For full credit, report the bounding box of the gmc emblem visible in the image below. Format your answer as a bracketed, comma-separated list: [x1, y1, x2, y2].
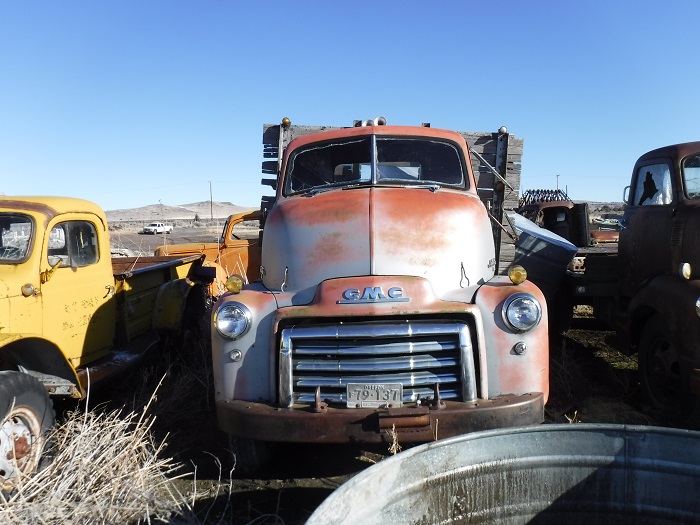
[337, 286, 410, 304]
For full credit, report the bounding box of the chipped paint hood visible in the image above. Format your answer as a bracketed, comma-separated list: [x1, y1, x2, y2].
[261, 186, 495, 301]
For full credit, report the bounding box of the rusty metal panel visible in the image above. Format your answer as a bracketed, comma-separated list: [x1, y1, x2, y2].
[260, 187, 496, 300]
[215, 394, 544, 443]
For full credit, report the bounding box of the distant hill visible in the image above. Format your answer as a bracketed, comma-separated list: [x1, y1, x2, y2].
[577, 201, 626, 219]
[105, 201, 255, 222]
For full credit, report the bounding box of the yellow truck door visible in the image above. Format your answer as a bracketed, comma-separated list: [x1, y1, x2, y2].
[40, 216, 116, 367]
[0, 213, 42, 335]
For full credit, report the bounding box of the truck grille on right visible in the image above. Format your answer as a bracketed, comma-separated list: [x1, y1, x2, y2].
[278, 321, 478, 408]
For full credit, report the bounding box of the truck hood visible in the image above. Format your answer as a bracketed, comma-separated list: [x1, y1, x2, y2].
[261, 187, 495, 301]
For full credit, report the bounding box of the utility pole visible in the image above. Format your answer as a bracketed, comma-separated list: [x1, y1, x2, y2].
[556, 174, 560, 190]
[209, 181, 213, 222]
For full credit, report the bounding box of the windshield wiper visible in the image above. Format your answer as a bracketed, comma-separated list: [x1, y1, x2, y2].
[304, 186, 335, 197]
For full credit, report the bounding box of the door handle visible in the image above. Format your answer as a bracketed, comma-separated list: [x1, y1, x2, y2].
[104, 285, 115, 298]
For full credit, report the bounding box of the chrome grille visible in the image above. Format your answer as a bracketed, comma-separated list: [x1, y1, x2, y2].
[279, 321, 476, 407]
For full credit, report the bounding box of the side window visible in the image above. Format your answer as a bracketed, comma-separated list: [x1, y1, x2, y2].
[47, 221, 99, 268]
[632, 163, 673, 206]
[682, 153, 700, 199]
[230, 219, 261, 240]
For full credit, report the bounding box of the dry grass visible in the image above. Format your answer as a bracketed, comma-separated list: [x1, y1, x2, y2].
[547, 327, 650, 426]
[0, 328, 238, 525]
[385, 425, 401, 456]
[0, 385, 197, 524]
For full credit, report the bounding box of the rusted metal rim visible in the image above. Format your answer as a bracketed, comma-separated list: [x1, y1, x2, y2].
[0, 406, 44, 493]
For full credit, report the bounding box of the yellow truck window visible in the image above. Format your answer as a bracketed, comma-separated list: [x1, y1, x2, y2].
[48, 221, 99, 268]
[0, 214, 33, 263]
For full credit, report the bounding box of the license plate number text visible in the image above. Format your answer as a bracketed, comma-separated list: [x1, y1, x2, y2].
[346, 383, 403, 408]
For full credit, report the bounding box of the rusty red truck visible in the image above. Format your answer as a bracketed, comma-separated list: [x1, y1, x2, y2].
[569, 141, 700, 423]
[210, 118, 549, 467]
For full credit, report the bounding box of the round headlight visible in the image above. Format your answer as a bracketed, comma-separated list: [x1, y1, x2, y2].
[215, 303, 251, 339]
[502, 293, 542, 332]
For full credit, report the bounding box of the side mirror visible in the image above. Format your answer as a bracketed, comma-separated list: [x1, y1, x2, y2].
[622, 186, 630, 204]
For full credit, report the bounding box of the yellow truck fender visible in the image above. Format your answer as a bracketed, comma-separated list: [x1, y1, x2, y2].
[0, 333, 81, 397]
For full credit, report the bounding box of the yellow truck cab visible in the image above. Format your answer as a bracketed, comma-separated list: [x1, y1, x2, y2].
[0, 196, 210, 492]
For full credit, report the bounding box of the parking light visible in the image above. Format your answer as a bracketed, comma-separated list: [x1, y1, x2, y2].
[225, 275, 244, 294]
[508, 265, 528, 285]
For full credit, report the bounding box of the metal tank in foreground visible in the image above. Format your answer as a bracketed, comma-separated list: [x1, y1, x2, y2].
[307, 424, 700, 525]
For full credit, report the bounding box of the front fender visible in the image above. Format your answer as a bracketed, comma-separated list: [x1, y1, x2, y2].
[0, 334, 80, 396]
[474, 277, 549, 402]
[630, 274, 700, 368]
[211, 285, 279, 403]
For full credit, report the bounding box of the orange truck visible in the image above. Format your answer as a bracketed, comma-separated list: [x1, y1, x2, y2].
[210, 118, 550, 468]
[154, 209, 262, 297]
[0, 196, 211, 492]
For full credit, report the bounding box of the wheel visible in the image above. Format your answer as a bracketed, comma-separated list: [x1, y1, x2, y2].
[0, 372, 55, 494]
[638, 316, 690, 417]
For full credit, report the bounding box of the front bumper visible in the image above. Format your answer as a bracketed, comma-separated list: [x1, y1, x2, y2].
[216, 392, 545, 444]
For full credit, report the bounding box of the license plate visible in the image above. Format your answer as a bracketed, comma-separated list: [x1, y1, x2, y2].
[346, 383, 403, 408]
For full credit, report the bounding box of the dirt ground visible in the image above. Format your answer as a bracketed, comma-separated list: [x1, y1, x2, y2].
[108, 226, 224, 256]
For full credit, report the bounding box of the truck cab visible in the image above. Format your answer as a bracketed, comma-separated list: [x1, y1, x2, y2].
[0, 199, 118, 371]
[617, 142, 700, 418]
[0, 196, 209, 492]
[211, 121, 549, 456]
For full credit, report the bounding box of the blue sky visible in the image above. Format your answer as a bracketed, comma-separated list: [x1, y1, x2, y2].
[2, 1, 699, 211]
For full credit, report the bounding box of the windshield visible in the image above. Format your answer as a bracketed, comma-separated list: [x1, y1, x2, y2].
[0, 214, 33, 263]
[285, 136, 466, 195]
[683, 153, 700, 199]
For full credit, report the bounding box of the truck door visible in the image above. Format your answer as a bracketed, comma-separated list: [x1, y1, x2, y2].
[218, 211, 262, 283]
[40, 217, 116, 367]
[619, 159, 675, 296]
[0, 213, 41, 335]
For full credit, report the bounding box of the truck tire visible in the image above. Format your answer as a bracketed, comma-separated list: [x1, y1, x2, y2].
[638, 315, 698, 423]
[0, 371, 55, 494]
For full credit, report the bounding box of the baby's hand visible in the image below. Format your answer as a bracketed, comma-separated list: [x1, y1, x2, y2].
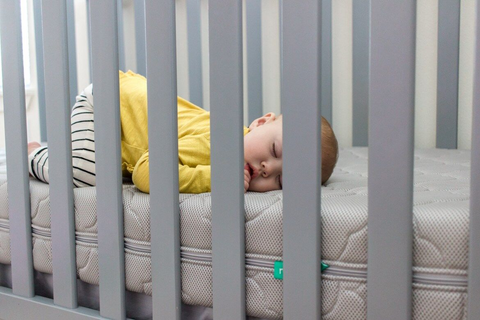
[244, 167, 251, 193]
[28, 141, 41, 155]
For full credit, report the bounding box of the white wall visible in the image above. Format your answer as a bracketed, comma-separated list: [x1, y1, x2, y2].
[0, 0, 476, 149]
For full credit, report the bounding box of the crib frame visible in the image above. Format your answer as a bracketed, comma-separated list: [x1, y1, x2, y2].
[0, 0, 479, 319]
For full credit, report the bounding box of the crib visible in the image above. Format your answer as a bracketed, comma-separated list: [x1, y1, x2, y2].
[0, 0, 478, 319]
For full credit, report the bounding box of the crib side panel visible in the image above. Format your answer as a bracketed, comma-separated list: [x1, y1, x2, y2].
[117, 0, 126, 71]
[0, 0, 34, 298]
[246, 0, 263, 123]
[321, 0, 333, 125]
[209, 0, 246, 318]
[186, 0, 203, 107]
[89, 1, 126, 319]
[41, 0, 77, 309]
[352, 0, 369, 147]
[282, 0, 322, 318]
[467, 1, 480, 317]
[0, 287, 101, 320]
[367, 1, 415, 319]
[134, 0, 146, 76]
[32, 0, 47, 142]
[66, 0, 78, 107]
[436, 0, 460, 149]
[144, 0, 182, 319]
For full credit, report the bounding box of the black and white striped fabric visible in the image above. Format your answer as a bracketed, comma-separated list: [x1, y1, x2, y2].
[28, 84, 96, 187]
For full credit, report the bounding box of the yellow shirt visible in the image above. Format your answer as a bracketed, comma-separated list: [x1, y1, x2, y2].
[118, 71, 248, 193]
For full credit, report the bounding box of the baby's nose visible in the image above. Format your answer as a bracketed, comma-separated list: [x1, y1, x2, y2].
[261, 162, 268, 177]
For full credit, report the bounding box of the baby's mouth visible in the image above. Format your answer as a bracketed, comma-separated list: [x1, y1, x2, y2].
[248, 163, 259, 180]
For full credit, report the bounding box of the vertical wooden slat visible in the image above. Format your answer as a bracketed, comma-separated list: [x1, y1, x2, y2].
[66, 0, 78, 107]
[321, 0, 332, 125]
[352, 0, 369, 147]
[134, 0, 146, 76]
[187, 0, 203, 107]
[436, 0, 460, 149]
[209, 0, 245, 319]
[89, 1, 125, 319]
[117, 0, 126, 71]
[41, 0, 77, 308]
[367, 1, 415, 319]
[467, 1, 480, 317]
[86, 0, 93, 82]
[0, 0, 34, 297]
[144, 0, 181, 319]
[246, 0, 262, 123]
[32, 0, 47, 141]
[282, 0, 322, 318]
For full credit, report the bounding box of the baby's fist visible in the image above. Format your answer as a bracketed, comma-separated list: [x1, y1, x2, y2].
[244, 167, 251, 193]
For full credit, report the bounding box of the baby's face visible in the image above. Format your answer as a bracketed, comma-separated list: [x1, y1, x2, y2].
[244, 113, 283, 192]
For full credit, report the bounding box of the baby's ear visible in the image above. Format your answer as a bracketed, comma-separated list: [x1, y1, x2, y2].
[248, 112, 276, 131]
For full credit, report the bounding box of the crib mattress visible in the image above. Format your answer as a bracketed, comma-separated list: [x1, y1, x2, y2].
[0, 147, 471, 319]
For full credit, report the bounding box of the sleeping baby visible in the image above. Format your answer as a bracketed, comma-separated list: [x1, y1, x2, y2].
[28, 70, 338, 194]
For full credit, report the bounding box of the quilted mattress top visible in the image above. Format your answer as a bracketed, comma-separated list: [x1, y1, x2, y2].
[0, 147, 472, 274]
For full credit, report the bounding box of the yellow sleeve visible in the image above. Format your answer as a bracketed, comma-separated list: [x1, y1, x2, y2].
[132, 150, 211, 194]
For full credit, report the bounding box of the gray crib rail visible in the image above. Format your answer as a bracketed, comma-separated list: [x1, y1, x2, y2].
[367, 1, 416, 319]
[89, 1, 126, 319]
[0, 0, 34, 298]
[352, 0, 369, 147]
[32, 0, 47, 142]
[209, 0, 246, 319]
[437, 0, 461, 149]
[321, 0, 332, 125]
[246, 0, 263, 123]
[41, 0, 77, 308]
[282, 0, 323, 317]
[144, 0, 182, 318]
[134, 0, 146, 76]
[468, 1, 480, 318]
[186, 0, 203, 107]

☆ ☆ ☆ ☆ ☆ ☆ ☆

**Task to carry out**
Please retype the records above starting with the line that contains "For full credit, report the bounding box of the yellow sleeve" and stopping after the last line, changing nothing.

**Answer section**
For full credit, report the bounding box of the yellow sleeve visible in the image above. Format your answer as a bracketed, comma-separated list: [x1, y1, x2, y2].
[132, 150, 211, 194]
For full credit, report the bounding box of the gray crib rail visible in the image above. Format your answer as a bracketed, comma-separated list: [x1, y1, x2, y2].
[367, 1, 416, 319]
[89, 1, 126, 319]
[0, 0, 34, 298]
[352, 0, 369, 147]
[32, 0, 47, 142]
[209, 0, 246, 319]
[437, 0, 461, 149]
[321, 0, 332, 125]
[246, 0, 263, 123]
[41, 0, 77, 308]
[282, 0, 323, 317]
[144, 0, 182, 318]
[134, 0, 146, 76]
[468, 1, 480, 318]
[186, 0, 203, 107]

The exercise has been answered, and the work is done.